▶ **Task to carry out**
Take the line that has "leather bag strap." in it and every line after it to the end of the entries, and reproduce them exactly.
--------
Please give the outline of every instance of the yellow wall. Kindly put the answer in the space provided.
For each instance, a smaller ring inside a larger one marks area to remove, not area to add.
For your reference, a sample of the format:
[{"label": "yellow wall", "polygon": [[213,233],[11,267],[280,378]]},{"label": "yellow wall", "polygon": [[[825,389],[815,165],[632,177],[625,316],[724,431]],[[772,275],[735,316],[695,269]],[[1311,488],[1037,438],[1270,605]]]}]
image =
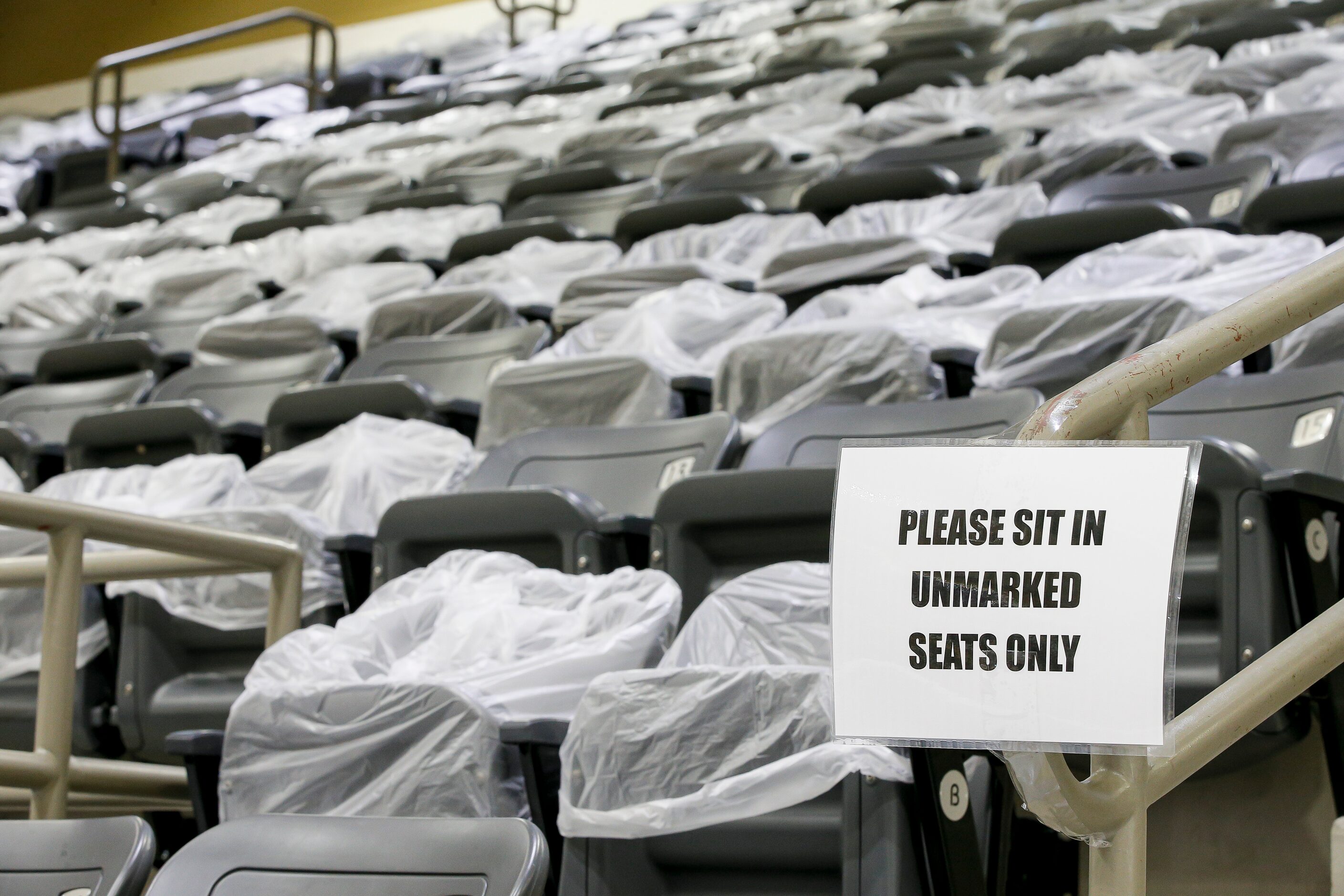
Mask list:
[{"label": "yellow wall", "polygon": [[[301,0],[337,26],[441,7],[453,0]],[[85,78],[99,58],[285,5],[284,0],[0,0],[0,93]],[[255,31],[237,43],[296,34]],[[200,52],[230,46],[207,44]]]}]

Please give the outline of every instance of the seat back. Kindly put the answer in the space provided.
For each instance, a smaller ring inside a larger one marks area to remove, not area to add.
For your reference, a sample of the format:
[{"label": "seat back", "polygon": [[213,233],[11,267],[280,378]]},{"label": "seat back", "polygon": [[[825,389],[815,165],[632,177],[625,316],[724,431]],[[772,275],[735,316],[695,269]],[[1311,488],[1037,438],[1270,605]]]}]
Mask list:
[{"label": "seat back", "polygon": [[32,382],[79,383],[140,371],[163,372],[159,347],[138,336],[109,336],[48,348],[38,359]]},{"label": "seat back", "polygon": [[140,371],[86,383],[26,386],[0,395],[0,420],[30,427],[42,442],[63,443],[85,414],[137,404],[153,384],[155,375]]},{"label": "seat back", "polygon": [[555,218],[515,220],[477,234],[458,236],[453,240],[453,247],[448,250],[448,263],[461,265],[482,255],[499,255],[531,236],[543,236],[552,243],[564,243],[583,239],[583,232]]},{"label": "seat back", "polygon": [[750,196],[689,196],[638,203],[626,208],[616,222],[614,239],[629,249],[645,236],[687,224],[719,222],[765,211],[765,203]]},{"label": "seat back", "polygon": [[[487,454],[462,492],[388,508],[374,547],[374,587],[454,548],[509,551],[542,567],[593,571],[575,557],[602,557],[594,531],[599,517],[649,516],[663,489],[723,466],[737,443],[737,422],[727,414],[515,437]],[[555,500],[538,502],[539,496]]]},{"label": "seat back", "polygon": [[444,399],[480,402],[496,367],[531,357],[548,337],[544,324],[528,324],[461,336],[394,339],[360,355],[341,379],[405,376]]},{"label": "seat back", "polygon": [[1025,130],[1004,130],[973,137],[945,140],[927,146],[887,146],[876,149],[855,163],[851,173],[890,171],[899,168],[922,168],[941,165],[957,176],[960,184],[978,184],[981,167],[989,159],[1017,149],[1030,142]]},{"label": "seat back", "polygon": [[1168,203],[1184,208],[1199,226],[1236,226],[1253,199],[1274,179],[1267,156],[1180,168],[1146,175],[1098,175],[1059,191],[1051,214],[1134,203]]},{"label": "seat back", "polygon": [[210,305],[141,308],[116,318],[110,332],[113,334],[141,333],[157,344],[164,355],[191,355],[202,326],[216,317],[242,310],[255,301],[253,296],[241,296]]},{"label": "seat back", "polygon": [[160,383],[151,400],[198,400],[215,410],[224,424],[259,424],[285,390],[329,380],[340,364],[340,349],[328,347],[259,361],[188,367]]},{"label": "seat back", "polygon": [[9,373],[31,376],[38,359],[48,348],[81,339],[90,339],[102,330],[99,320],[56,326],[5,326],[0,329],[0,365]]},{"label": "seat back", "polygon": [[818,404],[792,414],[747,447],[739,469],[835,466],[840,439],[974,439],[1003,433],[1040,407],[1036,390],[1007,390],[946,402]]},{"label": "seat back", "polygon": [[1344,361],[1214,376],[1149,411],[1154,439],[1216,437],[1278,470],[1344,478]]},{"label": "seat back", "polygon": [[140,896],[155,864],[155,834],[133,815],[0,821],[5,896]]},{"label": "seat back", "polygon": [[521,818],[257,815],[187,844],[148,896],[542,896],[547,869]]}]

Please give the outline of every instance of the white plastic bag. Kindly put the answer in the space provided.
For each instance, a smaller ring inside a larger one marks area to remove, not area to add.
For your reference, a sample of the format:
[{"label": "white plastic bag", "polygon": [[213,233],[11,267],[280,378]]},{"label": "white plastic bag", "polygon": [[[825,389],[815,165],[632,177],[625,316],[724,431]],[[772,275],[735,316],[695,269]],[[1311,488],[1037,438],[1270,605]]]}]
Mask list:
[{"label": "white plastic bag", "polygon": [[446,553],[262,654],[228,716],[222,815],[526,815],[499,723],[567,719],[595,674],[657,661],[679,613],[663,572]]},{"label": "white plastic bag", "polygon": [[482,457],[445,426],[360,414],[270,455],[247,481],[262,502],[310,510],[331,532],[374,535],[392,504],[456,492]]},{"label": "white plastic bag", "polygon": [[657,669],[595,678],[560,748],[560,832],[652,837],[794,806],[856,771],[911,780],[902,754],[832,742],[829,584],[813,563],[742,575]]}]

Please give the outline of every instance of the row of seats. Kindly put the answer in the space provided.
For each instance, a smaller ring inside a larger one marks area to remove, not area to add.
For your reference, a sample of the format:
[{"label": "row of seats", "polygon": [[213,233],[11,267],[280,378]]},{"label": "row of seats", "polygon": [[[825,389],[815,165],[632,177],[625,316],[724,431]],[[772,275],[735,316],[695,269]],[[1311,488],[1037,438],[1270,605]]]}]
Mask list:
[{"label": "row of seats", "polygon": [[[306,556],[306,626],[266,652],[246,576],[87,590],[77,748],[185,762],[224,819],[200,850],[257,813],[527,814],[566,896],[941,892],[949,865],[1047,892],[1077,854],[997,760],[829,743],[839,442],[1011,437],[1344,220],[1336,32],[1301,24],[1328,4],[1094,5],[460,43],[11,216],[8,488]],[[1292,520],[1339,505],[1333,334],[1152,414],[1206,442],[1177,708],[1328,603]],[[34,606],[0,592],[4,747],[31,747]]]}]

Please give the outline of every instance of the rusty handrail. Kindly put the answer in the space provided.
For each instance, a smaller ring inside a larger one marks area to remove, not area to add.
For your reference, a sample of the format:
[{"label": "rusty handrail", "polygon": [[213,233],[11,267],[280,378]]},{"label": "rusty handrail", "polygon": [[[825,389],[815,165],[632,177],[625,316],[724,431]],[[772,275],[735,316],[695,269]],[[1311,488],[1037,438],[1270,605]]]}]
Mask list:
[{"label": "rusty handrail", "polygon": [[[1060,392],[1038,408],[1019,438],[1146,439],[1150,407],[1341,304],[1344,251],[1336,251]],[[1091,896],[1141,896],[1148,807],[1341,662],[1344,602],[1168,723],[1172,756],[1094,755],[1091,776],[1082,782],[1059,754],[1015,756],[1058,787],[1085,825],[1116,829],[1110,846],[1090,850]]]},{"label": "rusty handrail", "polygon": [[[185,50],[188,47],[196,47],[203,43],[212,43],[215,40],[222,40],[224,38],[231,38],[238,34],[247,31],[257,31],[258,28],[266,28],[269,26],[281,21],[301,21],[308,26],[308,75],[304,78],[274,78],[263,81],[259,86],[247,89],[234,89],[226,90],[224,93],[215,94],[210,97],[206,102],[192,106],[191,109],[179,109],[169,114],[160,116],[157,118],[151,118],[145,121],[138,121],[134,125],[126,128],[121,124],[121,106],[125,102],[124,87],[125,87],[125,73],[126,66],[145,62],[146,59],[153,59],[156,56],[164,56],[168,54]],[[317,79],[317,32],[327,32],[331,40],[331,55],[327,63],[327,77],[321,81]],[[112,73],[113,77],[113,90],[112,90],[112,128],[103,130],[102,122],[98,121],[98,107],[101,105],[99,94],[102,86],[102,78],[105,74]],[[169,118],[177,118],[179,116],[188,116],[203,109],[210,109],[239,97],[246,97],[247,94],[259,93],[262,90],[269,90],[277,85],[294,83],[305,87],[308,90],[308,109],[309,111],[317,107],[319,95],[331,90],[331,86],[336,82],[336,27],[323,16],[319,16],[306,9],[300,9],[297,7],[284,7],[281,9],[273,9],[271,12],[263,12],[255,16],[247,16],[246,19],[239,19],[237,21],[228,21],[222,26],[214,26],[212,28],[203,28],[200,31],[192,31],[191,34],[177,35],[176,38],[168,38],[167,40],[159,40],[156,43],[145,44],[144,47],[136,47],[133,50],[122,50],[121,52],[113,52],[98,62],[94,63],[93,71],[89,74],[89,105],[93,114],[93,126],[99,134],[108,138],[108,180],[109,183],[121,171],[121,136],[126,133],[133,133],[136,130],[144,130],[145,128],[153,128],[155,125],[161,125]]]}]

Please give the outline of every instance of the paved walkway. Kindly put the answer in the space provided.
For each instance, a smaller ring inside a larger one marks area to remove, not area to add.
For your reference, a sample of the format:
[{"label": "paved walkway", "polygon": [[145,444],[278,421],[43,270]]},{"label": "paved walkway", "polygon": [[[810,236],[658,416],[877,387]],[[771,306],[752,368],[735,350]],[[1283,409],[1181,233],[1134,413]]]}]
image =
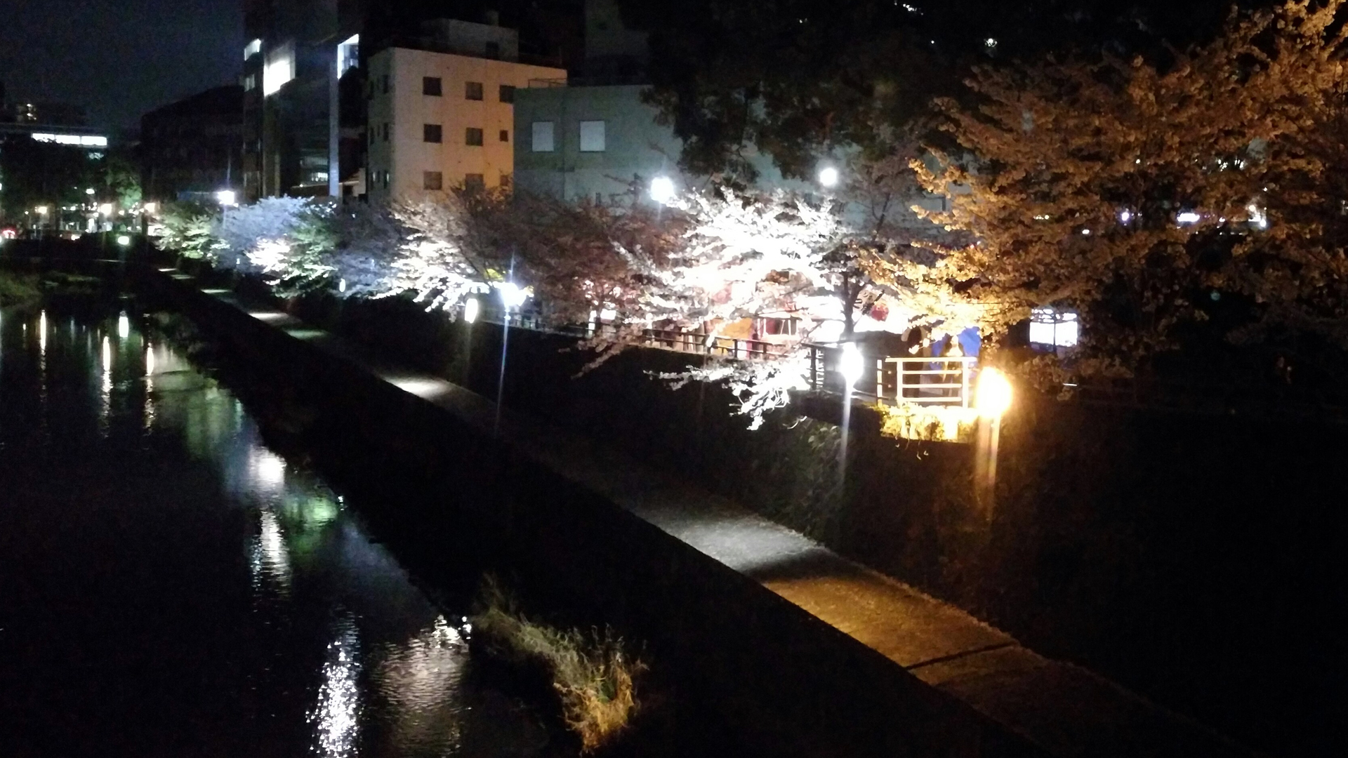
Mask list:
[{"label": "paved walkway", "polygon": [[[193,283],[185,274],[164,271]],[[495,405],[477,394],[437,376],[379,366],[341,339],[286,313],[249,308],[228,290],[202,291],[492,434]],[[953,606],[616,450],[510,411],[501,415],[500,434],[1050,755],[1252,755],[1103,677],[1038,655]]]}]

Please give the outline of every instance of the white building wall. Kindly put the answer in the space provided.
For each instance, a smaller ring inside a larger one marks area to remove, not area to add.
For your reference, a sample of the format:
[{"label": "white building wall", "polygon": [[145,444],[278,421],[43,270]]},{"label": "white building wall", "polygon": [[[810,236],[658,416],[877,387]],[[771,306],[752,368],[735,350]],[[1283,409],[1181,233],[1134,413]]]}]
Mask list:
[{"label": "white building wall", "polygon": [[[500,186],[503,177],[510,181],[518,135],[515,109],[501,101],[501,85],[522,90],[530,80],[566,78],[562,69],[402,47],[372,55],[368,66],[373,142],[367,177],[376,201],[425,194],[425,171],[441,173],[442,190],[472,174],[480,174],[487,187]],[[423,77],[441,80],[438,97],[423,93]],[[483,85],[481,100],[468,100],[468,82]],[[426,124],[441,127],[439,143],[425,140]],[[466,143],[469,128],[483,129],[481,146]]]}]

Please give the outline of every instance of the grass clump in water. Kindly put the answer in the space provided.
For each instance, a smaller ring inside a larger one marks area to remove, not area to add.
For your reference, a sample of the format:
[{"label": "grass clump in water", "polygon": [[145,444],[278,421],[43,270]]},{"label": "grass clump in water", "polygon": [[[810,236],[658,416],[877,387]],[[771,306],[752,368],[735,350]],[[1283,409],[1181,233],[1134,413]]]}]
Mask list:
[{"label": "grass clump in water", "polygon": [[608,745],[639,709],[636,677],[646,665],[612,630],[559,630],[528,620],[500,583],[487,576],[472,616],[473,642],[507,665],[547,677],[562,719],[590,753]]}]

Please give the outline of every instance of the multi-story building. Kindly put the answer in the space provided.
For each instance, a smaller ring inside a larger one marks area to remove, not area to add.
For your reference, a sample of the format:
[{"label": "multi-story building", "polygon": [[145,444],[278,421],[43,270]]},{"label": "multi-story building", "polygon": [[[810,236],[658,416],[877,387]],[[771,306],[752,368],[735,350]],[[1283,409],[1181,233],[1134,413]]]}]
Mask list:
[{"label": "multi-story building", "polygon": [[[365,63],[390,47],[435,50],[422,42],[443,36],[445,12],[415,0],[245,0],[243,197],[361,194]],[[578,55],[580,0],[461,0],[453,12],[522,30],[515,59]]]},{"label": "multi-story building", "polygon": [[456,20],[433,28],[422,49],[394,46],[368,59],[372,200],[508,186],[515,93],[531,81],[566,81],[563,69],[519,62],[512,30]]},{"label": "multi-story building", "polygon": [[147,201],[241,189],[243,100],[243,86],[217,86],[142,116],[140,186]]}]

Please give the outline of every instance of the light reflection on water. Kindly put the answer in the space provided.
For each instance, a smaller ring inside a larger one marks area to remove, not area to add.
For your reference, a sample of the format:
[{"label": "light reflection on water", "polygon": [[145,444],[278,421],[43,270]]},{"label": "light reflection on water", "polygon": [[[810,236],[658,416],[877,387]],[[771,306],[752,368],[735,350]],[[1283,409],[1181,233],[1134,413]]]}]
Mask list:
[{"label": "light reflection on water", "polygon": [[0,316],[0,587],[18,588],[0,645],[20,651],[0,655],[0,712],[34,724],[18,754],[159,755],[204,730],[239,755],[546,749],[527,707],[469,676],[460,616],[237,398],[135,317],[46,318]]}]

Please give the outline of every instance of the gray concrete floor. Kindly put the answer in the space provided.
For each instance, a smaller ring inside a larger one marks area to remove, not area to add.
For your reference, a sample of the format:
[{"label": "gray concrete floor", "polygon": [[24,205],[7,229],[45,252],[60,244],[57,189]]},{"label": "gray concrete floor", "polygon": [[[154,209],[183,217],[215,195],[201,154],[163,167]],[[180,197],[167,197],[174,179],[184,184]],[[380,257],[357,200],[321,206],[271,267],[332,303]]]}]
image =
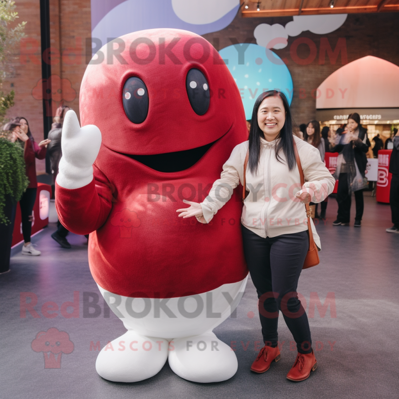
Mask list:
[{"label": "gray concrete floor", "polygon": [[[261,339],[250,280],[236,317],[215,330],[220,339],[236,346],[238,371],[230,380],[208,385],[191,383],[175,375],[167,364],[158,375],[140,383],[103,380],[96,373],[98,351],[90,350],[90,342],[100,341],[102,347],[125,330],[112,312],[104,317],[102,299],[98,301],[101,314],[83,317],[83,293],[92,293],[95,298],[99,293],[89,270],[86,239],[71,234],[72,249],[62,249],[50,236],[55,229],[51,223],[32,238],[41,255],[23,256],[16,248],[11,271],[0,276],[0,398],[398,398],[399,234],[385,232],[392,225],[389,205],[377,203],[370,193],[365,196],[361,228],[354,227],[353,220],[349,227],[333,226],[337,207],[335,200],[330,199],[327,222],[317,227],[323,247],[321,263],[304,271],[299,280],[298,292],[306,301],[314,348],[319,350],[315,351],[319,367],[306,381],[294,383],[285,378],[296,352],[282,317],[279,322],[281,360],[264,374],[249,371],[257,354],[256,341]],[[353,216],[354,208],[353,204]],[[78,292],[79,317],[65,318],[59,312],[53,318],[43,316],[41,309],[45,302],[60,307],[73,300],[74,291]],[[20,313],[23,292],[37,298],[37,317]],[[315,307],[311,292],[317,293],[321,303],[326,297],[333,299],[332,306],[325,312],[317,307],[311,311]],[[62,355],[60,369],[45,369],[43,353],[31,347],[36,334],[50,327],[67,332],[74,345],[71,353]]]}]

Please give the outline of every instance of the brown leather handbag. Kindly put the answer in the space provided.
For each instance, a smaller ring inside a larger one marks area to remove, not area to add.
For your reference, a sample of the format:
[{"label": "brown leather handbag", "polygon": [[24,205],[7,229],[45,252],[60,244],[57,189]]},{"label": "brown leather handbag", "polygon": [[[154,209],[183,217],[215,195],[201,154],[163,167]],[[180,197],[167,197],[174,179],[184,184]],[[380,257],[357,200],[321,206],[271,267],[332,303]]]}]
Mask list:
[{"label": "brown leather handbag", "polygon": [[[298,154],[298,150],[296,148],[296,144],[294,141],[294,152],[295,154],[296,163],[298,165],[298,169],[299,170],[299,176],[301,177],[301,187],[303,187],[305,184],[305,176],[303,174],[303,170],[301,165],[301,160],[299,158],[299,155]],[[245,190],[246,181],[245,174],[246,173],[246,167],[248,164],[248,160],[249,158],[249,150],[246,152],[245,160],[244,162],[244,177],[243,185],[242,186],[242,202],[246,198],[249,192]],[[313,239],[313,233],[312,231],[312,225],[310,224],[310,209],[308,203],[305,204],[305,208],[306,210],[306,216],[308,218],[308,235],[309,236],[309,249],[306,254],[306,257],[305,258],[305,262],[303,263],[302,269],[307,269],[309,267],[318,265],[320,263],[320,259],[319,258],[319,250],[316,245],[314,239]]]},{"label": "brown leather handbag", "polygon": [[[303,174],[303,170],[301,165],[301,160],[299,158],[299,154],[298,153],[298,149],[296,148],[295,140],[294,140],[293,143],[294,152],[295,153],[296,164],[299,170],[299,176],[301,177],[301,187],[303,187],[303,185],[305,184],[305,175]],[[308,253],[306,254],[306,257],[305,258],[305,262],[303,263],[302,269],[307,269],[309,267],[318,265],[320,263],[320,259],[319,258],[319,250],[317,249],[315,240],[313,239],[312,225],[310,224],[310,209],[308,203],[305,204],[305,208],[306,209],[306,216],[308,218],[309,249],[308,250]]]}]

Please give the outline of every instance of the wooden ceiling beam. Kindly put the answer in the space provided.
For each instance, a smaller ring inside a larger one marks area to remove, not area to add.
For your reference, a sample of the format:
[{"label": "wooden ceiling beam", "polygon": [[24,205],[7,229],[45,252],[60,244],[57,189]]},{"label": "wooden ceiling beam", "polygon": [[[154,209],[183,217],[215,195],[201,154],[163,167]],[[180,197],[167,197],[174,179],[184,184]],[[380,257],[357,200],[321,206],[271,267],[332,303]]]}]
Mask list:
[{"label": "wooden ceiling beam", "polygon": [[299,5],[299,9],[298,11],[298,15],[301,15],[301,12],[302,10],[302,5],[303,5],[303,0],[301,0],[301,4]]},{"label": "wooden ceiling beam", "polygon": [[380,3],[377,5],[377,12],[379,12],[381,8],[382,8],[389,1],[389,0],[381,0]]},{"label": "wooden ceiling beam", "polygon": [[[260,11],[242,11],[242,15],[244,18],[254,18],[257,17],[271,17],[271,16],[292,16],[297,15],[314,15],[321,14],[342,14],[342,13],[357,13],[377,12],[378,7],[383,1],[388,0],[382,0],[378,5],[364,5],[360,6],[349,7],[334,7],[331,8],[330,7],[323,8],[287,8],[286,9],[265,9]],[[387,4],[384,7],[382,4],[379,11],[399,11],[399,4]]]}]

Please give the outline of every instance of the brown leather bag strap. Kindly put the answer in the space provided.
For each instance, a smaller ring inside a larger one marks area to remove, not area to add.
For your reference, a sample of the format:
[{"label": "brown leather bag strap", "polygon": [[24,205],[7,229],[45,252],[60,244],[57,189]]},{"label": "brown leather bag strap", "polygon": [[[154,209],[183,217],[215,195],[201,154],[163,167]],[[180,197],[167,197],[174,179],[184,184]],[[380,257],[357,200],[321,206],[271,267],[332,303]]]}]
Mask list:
--------
▶ **Finished task**
Please give the outline of every instance of the brown leather bag strap. Kindly put the answer in the space provided.
For each instance, a smaller ring inside a larger one marks area to remove, not area to add.
For your reference, a sample of the format:
[{"label": "brown leather bag strap", "polygon": [[24,205],[7,229],[45,252],[60,244],[57,189]]},{"label": "brown leather bag strap", "polygon": [[[154,209],[183,217],[215,195],[201,154],[163,167]],[[180,197],[167,197],[174,179],[184,184]],[[380,257],[357,200],[321,206],[271,267],[332,303]]]}]
Mask list:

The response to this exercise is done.